• **AIM OF THE TASK**
Copy out every row below, substituting "dark" for each occurrence of "black" and leaving everything else as it is.

• **DATA LISTING**
---

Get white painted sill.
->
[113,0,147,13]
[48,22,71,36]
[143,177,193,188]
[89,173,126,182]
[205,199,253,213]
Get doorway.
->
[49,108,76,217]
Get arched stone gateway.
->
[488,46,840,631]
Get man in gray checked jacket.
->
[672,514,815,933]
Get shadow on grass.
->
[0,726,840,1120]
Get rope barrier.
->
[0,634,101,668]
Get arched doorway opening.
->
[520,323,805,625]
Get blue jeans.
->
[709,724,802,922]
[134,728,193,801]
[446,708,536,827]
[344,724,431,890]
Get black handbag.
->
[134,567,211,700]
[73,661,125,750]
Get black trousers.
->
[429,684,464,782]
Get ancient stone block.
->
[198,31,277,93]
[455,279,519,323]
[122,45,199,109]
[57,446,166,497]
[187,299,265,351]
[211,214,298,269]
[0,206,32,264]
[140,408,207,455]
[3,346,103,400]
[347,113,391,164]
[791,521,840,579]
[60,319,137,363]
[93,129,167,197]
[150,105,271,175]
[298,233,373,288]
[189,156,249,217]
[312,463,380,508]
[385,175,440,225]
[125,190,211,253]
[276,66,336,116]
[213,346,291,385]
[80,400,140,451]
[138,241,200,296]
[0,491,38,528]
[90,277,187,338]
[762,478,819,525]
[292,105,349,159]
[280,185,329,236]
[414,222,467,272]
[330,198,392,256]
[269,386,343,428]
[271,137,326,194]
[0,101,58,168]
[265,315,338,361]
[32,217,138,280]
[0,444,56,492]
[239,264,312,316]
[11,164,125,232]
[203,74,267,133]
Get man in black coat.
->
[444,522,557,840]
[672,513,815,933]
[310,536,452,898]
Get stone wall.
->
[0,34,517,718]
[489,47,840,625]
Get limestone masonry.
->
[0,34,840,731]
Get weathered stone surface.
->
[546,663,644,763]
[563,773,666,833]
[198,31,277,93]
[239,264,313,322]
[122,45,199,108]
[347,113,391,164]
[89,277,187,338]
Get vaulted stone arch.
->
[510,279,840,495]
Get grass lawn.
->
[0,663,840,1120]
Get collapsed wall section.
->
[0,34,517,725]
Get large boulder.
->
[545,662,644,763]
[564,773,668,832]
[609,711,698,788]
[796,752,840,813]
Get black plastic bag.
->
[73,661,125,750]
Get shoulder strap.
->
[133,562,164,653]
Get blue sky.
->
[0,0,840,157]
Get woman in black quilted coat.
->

---

• **FINISHED TASK**
Get white painted sill.
->
[113,0,147,13]
[48,22,71,36]
[143,177,193,188]
[89,173,126,182]
[205,199,253,213]
Get doorway.
->
[49,108,76,217]
Get arched stone gateway.
->
[488,46,840,631]
Get man in gray checked jacket.
->
[672,514,815,933]
Get shadow on grass.
->
[0,726,840,1120]
Get rope barrier.
->
[0,634,101,668]
Get arched doorway opening.
->
[520,323,805,625]
Get blue jeans.
->
[709,724,802,922]
[134,728,193,801]
[446,708,536,827]
[344,724,431,890]
Get dark handbag.
->
[134,567,211,700]
[73,661,125,750]
Get dark trousers.
->
[429,684,464,782]
Get ancient stone block.
->
[198,31,277,93]
[455,279,519,323]
[122,45,199,109]
[57,446,166,497]
[187,299,265,351]
[211,214,298,269]
[0,206,32,264]
[140,408,207,455]
[3,346,103,400]
[347,113,391,164]
[791,521,840,579]
[60,319,137,363]
[93,129,167,197]
[150,105,271,175]
[298,233,373,288]
[189,156,249,217]
[312,463,380,508]
[385,175,440,225]
[125,190,211,253]
[276,66,336,116]
[213,346,291,385]
[80,400,140,451]
[138,241,200,296]
[0,491,38,528]
[90,277,187,338]
[762,478,819,525]
[292,105,349,159]
[280,185,329,236]
[414,222,467,272]
[330,198,392,256]
[269,386,343,428]
[271,137,326,194]
[0,101,58,168]
[265,315,338,361]
[32,217,138,280]
[0,444,56,492]
[239,264,312,316]
[11,164,125,232]
[203,74,267,133]
Get man in dark coat.
->
[444,522,557,840]
[672,513,815,933]
[310,536,452,898]
Get stone wall.
->
[0,34,517,718]
[489,47,840,625]
Get limestone masonry.
->
[0,34,840,731]
Get weathered stone surface.
->
[546,663,644,763]
[563,773,666,833]
[198,31,277,93]
[239,264,313,322]
[122,45,199,108]
[347,113,391,164]
[89,277,187,338]
Get vaulted stone arch.
->
[510,279,840,495]
Get grass lawn.
->
[0,663,840,1120]
Get collapsed wall section.
->
[0,34,517,725]
Get large boulder.
->
[545,662,644,763]
[564,773,668,832]
[609,711,698,788]
[796,752,840,813]
Get dark plastic bag.
->
[73,661,125,750]
Get shoulder strap.
->
[133,562,164,653]
Get blue sky.
->
[0,0,840,157]
Get woman in dark quilted coat.
->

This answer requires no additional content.